◆ MATERIAL SUPPLIED

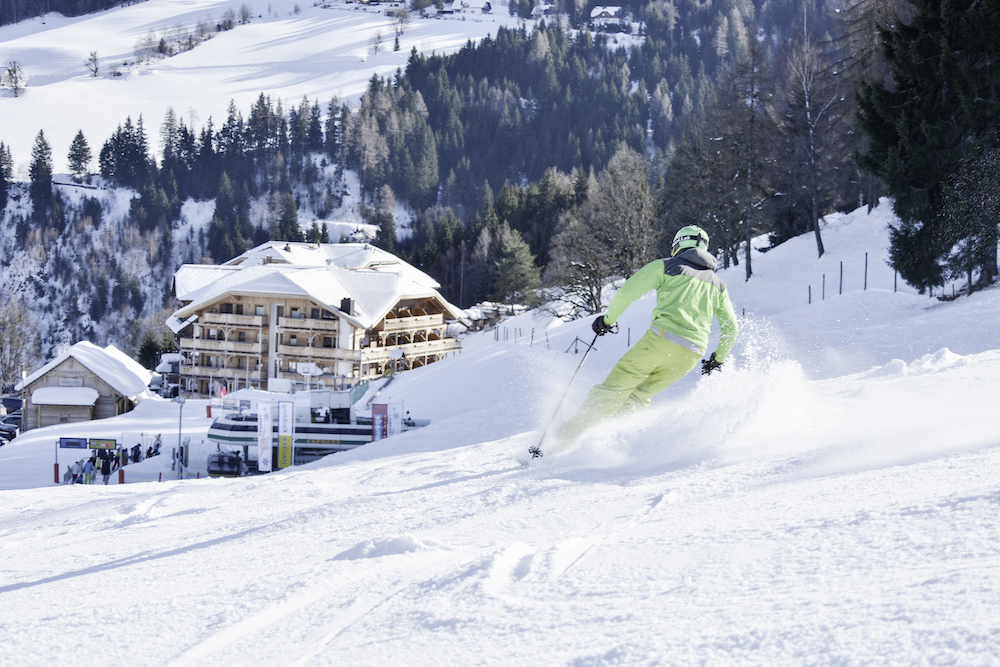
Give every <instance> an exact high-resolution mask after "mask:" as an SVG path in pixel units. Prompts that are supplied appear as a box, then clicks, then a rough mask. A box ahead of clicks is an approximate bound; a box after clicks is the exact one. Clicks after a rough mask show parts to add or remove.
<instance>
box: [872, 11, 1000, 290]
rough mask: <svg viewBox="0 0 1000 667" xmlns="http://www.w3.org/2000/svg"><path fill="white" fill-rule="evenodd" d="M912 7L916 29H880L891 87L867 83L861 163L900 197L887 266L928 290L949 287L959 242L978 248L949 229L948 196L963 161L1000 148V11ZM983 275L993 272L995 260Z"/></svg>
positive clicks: (906, 280) (898, 198)
mask: <svg viewBox="0 0 1000 667" xmlns="http://www.w3.org/2000/svg"><path fill="white" fill-rule="evenodd" d="M913 5H914V7H915V14H914V16H913V19H912V21H911V22H910V23H900V24H899V25H897V26H896V27H895V28H894V29H881V30H880V33H881V35H882V37H883V39H884V41H885V58H886V61H887V62H888V64H889V67H890V69H891V71H892V81H893V85H892V86H891V87H887V86H885V85H884V84H882V83H881V82H879V81H872V82H865V83H863V84H862V86H861V89H860V92H859V94H858V105H859V107H858V122H859V127H860V128H861V130H862V131H863V132H864V133H865V135H866V136H867V138H868V141H869V145H868V147H867V150H866V151H865V152H864V153H863V154H860V155H858V156H857V159H858V163H859V164H860V166H861V167H862V168H863V169H865V170H867V171H869V172H870V173H872V174H874V175H876V176H877V177H878V178H879V179H880V180H882V181H883V182H884V183H885V184H886V186H887V188H888V190H889V192H890V194H892V195H893V197H894V198H895V203H894V208H895V211H896V213H897V215H898V216H899V217H900V220H901V222H900V224H899V226H897V227H894V228H893V229H892V230H891V232H890V257H891V263H892V266H893V267H894V268H895V269H896V270H897V271H899V274H900V276H902V277H903V279H904V280H906V281H907V282H908V283H910V284H911V285H913V286H915V287H917V288H918V289H919V290H920V291H921V292H923V291H925V290H926V289H928V288H932V287H933V286H935V285H939V284H941V283H942V282H943V280H944V275H945V271H946V266H947V257H948V255H949V253H950V251H951V249H952V248H953V247H954V246H955V245H956V243H959V242H960V241H962V240H963V238H969V239H970V241H975V239H974V238H973V237H963V234H964V233H966V232H964V231H963V229H965V230H967V228H965V227H963V225H961V224H952V221H951V220H950V219H949V216H948V215H947V214H946V211H945V197H944V193H945V188H946V184H947V183H948V180H949V179H950V178H953V177H954V176H955V175H956V174H958V172H959V171H960V165H961V163H962V160H963V159H964V158H966V157H967V155H975V154H977V153H980V152H982V151H983V150H984V147H985V146H989V145H990V144H994V145H995V142H996V130H995V128H994V123H995V118H996V115H997V112H998V111H1000V80H998V74H1000V72H998V68H1000V44H998V43H997V40H996V34H995V33H996V28H997V26H1000V11H998V9H997V8H996V6H995V4H993V3H977V2H974V1H973V0H950V1H947V0H915V1H914V2H913ZM986 233H988V234H990V235H992V234H994V233H995V232H994V231H987V232H986ZM983 272H984V273H985V274H986V275H987V276H994V275H996V272H997V269H996V257H995V254H993V256H992V258H991V259H990V260H988V261H987V263H986V265H984V266H983Z"/></svg>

◆ EXERCISE INSTRUCTIONS
Report the number of lines of the listing above that hold the string "rough", with no other text.

◆ SOLUTION BELOW
2